▶ [PASSAGE]
# Project Title
## Data Engineering Capstone Project
## Project Summary
--describe your project at a high level--

The project follows the follow steps:

* Step 1: Scope the Project and Gather Data
* Step 2: Explore and Assess the Data
* Step 3: Define the Data Model
* Step 4: Run ETL to Model the Data
* Step 5: Complete Project Write Up

In [1]:
# Import Libraries
import pandas as pd
import seaborn as sns
import matplotlib.pyplot as plt
import os
import configparser

from pyspark.sql import SparkSession

import utility

import importlib
"""importlib.reload(utility)
from utility import visualise_missing_values, clean_immigration, clean_temperature_data
from utility import clean_demographics_data"""

'importlib.reload(utility)\nfrom utility import visualise_missing_values, clean_immigration, clean_temperature_data\nfrom utility import clean_demographics_data'

In [2]:
config = configparser.ConfigParser()
config.read('config.cfg')

os.environ['AWS_ACCESS_KEY_ID']=config['AWS']['AWS_ACCESS_KEY_ID']
os.environ['AWS_SECRET_ACCESS_KEY']=config['AWS']['AWS_SECRET_ACCESS_KEY']

## Step 1: Scope the Project and Gather Data
### Scope
---
The objective of this project is to develop a cloud-based data warehouse solution that will provide decision and policy makers with an analytics database for immigration and toursim related data. A use case of this analytics database is to power dashboards and visualizations that assist organisations such as the National Travel & Tourism Office (NTTO) in it's quest to create a positive climate for growth in travel and tourism through reducing institutional barriers to tourism.

The technology used in this project is Amazon S3, Amazon Redshift, Apache Spark and Apache Airflow. Data will be read and staged from the customers repository to S3 using Spark. Scheduled monthly jobs will be run using Apache Airflow to populate a data warehouse on RedShift.

▶ [GIVEN INSTRUCTION]
Name every technology the capstone project notebook says the project uses.

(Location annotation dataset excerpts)
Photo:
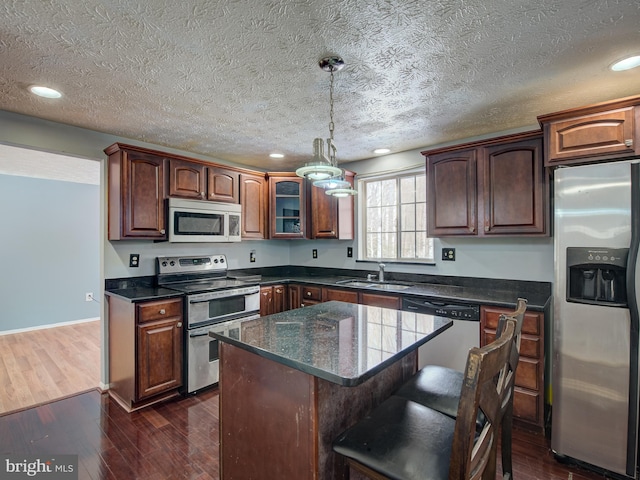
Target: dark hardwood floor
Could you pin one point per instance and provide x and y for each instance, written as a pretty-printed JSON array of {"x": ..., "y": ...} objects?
[{"x": 178, "y": 439}]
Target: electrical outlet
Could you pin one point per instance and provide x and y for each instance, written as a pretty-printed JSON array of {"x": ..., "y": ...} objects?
[{"x": 449, "y": 254}]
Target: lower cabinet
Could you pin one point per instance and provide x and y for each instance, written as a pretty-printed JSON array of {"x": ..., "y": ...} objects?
[
  {"x": 145, "y": 350},
  {"x": 377, "y": 300},
  {"x": 528, "y": 400}
]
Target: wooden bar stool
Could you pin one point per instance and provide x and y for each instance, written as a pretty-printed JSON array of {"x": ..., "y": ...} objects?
[
  {"x": 404, "y": 440},
  {"x": 439, "y": 388}
]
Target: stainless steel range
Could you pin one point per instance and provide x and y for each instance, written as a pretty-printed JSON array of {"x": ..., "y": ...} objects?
[{"x": 213, "y": 301}]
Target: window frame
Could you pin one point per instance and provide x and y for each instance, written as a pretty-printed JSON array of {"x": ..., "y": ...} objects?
[{"x": 362, "y": 218}]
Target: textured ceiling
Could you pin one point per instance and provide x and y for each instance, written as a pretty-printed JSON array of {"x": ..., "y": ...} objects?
[{"x": 238, "y": 79}]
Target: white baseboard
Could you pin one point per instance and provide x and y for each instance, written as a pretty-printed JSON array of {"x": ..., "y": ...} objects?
[{"x": 51, "y": 325}]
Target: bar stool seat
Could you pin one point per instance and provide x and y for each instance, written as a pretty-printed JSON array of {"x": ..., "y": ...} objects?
[
  {"x": 439, "y": 388},
  {"x": 404, "y": 440}
]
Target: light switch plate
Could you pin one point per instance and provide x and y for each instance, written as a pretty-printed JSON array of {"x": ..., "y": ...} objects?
[{"x": 449, "y": 254}]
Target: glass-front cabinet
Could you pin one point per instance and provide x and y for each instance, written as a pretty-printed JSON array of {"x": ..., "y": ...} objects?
[{"x": 287, "y": 205}]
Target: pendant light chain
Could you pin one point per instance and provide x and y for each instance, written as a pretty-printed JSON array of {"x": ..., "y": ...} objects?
[{"x": 331, "y": 125}]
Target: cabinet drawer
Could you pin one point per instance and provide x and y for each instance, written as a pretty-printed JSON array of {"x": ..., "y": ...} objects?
[
  {"x": 531, "y": 324},
  {"x": 350, "y": 296},
  {"x": 311, "y": 293},
  {"x": 528, "y": 374},
  {"x": 527, "y": 405},
  {"x": 158, "y": 310}
]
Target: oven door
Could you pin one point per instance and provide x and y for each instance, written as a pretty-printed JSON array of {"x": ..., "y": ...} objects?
[
  {"x": 203, "y": 352},
  {"x": 219, "y": 306}
]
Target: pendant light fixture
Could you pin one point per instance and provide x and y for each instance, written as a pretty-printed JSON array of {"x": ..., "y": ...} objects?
[{"x": 323, "y": 170}]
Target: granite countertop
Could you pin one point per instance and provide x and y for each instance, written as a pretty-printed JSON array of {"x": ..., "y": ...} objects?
[
  {"x": 485, "y": 292},
  {"x": 340, "y": 342},
  {"x": 142, "y": 293}
]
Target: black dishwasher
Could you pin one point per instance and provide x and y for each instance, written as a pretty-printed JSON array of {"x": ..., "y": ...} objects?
[{"x": 451, "y": 347}]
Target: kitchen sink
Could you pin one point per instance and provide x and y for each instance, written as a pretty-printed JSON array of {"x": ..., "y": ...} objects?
[
  {"x": 378, "y": 286},
  {"x": 356, "y": 283},
  {"x": 389, "y": 286}
]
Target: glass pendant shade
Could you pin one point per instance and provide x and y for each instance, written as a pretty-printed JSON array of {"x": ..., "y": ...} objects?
[
  {"x": 320, "y": 167},
  {"x": 323, "y": 170},
  {"x": 341, "y": 192}
]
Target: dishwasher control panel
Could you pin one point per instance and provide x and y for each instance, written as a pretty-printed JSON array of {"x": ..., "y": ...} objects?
[{"x": 456, "y": 310}]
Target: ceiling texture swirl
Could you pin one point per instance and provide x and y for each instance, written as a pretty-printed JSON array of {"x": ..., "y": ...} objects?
[{"x": 239, "y": 79}]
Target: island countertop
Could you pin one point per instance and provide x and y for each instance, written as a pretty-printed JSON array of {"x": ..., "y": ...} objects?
[{"x": 343, "y": 343}]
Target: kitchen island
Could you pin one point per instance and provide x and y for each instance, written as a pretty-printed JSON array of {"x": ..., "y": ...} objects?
[{"x": 291, "y": 382}]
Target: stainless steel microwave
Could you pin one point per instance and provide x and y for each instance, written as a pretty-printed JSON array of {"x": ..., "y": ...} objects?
[{"x": 201, "y": 221}]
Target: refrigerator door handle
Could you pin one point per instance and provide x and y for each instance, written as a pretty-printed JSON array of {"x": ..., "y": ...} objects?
[{"x": 632, "y": 300}]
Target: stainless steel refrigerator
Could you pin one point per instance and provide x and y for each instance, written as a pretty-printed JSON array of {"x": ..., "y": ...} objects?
[{"x": 595, "y": 321}]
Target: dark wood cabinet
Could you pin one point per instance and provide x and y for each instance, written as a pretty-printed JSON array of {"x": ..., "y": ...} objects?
[
  {"x": 194, "y": 180},
  {"x": 273, "y": 299},
  {"x": 223, "y": 185},
  {"x": 287, "y": 204},
  {"x": 187, "y": 179},
  {"x": 605, "y": 131},
  {"x": 528, "y": 400},
  {"x": 253, "y": 198},
  {"x": 135, "y": 190},
  {"x": 452, "y": 196},
  {"x": 495, "y": 187},
  {"x": 514, "y": 189},
  {"x": 145, "y": 350},
  {"x": 329, "y": 216}
]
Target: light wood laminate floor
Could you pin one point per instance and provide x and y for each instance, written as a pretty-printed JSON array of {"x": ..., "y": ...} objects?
[{"x": 48, "y": 364}]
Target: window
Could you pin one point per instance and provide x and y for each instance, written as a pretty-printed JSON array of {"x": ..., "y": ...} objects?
[{"x": 394, "y": 226}]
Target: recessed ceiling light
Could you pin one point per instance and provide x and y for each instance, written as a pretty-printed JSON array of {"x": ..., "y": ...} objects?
[
  {"x": 44, "y": 92},
  {"x": 381, "y": 150},
  {"x": 626, "y": 64}
]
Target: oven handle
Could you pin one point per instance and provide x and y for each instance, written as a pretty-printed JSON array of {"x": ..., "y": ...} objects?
[{"x": 194, "y": 335}]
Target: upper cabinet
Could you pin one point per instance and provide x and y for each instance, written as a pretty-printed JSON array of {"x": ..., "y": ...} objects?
[
  {"x": 135, "y": 194},
  {"x": 494, "y": 187},
  {"x": 287, "y": 200},
  {"x": 198, "y": 181},
  {"x": 253, "y": 198},
  {"x": 140, "y": 180},
  {"x": 604, "y": 131},
  {"x": 329, "y": 216}
]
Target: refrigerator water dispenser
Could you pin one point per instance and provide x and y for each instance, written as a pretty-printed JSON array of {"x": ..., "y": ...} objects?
[{"x": 597, "y": 276}]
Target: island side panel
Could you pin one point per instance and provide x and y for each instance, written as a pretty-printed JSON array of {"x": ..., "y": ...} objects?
[
  {"x": 341, "y": 407},
  {"x": 267, "y": 418}
]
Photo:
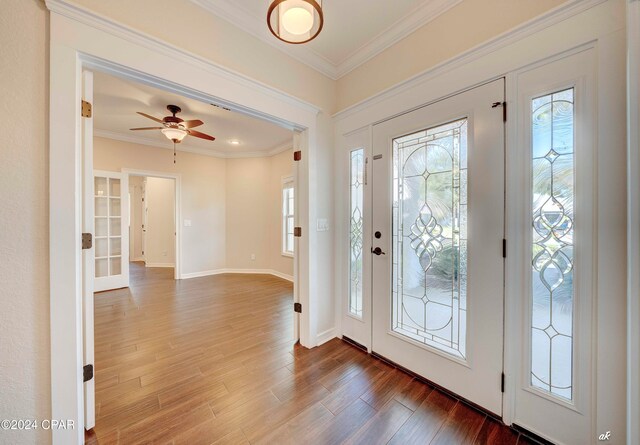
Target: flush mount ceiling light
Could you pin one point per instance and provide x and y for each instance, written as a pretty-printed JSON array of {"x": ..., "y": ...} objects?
[{"x": 295, "y": 21}]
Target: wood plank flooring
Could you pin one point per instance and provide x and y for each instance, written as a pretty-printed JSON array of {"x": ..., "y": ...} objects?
[{"x": 211, "y": 361}]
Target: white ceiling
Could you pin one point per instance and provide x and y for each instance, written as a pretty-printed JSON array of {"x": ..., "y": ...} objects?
[
  {"x": 116, "y": 102},
  {"x": 354, "y": 30}
]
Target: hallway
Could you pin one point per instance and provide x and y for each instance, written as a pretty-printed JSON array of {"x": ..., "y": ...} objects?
[{"x": 210, "y": 360}]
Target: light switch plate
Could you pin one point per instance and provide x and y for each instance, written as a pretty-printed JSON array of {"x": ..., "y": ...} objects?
[{"x": 322, "y": 225}]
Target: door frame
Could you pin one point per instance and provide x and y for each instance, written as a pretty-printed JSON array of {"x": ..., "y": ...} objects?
[
  {"x": 177, "y": 181},
  {"x": 82, "y": 39},
  {"x": 541, "y": 39}
]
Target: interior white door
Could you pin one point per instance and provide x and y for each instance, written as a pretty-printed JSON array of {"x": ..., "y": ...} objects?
[
  {"x": 88, "y": 254},
  {"x": 556, "y": 125},
  {"x": 110, "y": 194},
  {"x": 438, "y": 225}
]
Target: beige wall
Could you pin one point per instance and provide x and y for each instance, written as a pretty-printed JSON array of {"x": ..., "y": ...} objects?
[
  {"x": 136, "y": 190},
  {"x": 463, "y": 27},
  {"x": 203, "y": 195},
  {"x": 25, "y": 383},
  {"x": 281, "y": 167},
  {"x": 233, "y": 204},
  {"x": 160, "y": 240},
  {"x": 254, "y": 187},
  {"x": 247, "y": 210},
  {"x": 24, "y": 319}
]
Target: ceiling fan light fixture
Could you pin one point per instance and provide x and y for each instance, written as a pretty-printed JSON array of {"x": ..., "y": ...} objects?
[
  {"x": 174, "y": 134},
  {"x": 295, "y": 21}
]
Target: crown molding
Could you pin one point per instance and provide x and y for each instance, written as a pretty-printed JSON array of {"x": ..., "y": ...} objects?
[
  {"x": 113, "y": 135},
  {"x": 97, "y": 21},
  {"x": 234, "y": 13},
  {"x": 550, "y": 18}
]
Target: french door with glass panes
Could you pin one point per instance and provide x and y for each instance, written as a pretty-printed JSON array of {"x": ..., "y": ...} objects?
[
  {"x": 438, "y": 228},
  {"x": 111, "y": 213},
  {"x": 556, "y": 252}
]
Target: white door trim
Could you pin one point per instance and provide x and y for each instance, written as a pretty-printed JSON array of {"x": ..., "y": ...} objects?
[
  {"x": 178, "y": 208},
  {"x": 79, "y": 38}
]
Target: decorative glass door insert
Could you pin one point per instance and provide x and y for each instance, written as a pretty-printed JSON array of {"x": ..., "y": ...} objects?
[
  {"x": 429, "y": 271},
  {"x": 552, "y": 248}
]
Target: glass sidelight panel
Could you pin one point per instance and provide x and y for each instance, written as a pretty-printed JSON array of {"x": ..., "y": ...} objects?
[
  {"x": 356, "y": 231},
  {"x": 552, "y": 248},
  {"x": 429, "y": 275}
]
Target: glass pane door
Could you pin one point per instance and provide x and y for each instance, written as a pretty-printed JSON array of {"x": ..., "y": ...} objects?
[
  {"x": 109, "y": 234},
  {"x": 429, "y": 237}
]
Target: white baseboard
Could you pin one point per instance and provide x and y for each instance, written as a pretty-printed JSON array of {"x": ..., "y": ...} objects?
[
  {"x": 206, "y": 273},
  {"x": 160, "y": 265},
  {"x": 325, "y": 336}
]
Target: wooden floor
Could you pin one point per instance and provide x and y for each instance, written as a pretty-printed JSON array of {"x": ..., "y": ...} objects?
[{"x": 211, "y": 361}]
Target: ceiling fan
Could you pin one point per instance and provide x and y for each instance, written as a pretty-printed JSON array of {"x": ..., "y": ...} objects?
[{"x": 174, "y": 128}]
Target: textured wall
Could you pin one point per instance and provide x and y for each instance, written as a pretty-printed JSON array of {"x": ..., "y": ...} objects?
[{"x": 24, "y": 226}]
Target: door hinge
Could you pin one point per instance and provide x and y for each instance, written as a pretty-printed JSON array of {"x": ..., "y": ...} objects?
[
  {"x": 86, "y": 109},
  {"x": 504, "y": 109},
  {"x": 87, "y": 241},
  {"x": 87, "y": 373}
]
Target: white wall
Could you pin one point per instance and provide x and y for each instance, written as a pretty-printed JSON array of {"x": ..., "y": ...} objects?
[
  {"x": 281, "y": 166},
  {"x": 160, "y": 240},
  {"x": 25, "y": 352}
]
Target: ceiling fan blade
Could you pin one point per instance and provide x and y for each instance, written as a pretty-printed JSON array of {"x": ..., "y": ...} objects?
[
  {"x": 150, "y": 117},
  {"x": 192, "y": 123},
  {"x": 201, "y": 135}
]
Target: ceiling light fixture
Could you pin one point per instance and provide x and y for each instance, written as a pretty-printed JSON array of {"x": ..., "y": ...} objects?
[
  {"x": 176, "y": 135},
  {"x": 295, "y": 21}
]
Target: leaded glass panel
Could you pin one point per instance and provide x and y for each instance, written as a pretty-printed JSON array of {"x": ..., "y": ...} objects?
[
  {"x": 552, "y": 248},
  {"x": 429, "y": 275},
  {"x": 356, "y": 231}
]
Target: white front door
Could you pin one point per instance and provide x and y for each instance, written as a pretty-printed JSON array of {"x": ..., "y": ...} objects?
[{"x": 438, "y": 228}]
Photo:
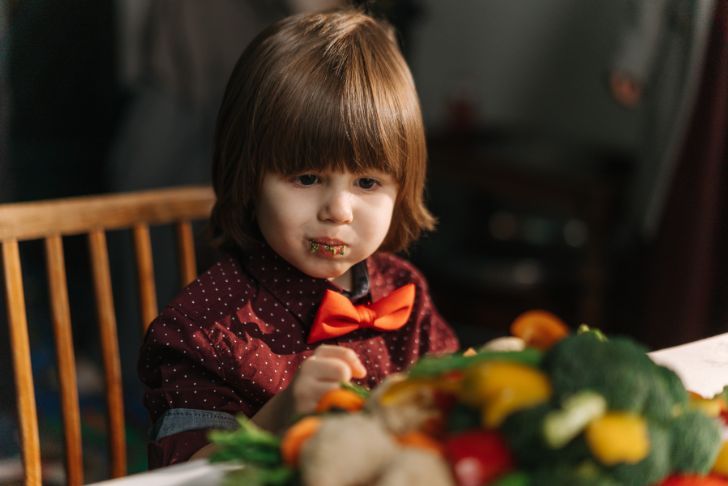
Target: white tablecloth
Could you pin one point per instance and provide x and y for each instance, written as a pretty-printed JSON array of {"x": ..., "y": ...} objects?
[{"x": 191, "y": 473}]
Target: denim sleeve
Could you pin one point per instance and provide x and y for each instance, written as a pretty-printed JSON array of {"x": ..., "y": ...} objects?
[{"x": 176, "y": 420}]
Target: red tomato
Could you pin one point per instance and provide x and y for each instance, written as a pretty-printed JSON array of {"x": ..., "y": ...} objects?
[
  {"x": 694, "y": 480},
  {"x": 477, "y": 457}
]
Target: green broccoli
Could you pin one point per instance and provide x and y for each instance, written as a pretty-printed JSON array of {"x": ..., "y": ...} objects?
[
  {"x": 667, "y": 396},
  {"x": 518, "y": 478},
  {"x": 585, "y": 473},
  {"x": 653, "y": 468},
  {"x": 523, "y": 431},
  {"x": 618, "y": 369},
  {"x": 696, "y": 442}
]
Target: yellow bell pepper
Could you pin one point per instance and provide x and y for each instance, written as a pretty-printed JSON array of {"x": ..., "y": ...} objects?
[
  {"x": 618, "y": 437},
  {"x": 721, "y": 462},
  {"x": 500, "y": 388}
]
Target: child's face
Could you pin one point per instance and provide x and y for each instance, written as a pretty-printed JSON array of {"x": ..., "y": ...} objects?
[{"x": 324, "y": 222}]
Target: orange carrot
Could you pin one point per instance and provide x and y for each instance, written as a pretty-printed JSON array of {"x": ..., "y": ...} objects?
[
  {"x": 419, "y": 440},
  {"x": 540, "y": 329},
  {"x": 296, "y": 436},
  {"x": 341, "y": 399}
]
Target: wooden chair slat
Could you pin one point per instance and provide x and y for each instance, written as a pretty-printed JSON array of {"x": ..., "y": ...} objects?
[
  {"x": 20, "y": 345},
  {"x": 92, "y": 216},
  {"x": 61, "y": 313},
  {"x": 110, "y": 350},
  {"x": 145, "y": 275},
  {"x": 186, "y": 251},
  {"x": 24, "y": 221}
]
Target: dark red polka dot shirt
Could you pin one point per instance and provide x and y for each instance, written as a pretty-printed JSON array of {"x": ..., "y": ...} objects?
[{"x": 236, "y": 336}]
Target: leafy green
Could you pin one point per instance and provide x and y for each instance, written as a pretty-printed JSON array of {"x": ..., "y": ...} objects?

▶ [EXERCISE RESULT]
Amazon S3, Amazon Redshift, Apache Spark, Apache Airflow